▶ [TASK GOAL]
Pull out each line from the rows below that contains the word "child".

▶ [ITEMS]
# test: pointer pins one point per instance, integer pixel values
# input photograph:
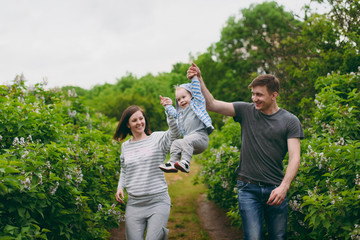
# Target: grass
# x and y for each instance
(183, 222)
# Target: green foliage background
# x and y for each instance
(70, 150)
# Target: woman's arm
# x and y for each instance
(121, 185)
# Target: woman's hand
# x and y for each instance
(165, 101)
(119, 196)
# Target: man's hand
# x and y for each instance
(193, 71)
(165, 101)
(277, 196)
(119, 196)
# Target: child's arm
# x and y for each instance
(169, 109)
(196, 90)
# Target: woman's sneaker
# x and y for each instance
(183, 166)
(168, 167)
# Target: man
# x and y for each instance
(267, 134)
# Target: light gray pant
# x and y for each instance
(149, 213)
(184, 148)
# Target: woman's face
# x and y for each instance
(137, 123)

* * *

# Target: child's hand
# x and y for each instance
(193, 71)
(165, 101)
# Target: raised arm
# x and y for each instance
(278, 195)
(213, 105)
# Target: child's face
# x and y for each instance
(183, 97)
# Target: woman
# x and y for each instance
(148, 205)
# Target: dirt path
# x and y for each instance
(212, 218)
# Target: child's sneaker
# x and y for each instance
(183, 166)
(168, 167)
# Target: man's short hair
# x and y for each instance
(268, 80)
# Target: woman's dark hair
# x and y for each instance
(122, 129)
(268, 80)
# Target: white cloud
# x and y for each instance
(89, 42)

---

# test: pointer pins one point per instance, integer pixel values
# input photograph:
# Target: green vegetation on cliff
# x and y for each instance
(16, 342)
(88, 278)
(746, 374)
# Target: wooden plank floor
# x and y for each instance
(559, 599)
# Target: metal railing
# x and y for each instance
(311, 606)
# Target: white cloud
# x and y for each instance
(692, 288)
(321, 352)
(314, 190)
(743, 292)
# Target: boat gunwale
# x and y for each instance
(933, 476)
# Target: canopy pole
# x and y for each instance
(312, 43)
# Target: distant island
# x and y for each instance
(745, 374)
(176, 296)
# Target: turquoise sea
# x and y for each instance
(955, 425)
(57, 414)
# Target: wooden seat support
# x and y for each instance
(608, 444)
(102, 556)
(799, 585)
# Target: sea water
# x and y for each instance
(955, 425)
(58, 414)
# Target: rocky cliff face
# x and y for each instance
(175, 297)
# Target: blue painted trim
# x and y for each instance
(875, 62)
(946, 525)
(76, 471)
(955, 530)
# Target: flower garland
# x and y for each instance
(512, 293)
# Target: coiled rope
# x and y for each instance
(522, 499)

▶ [FINISHED TASK]
# Target: child's arm
# Target: child's hand
# Target: child's face
# Target: child's sneaker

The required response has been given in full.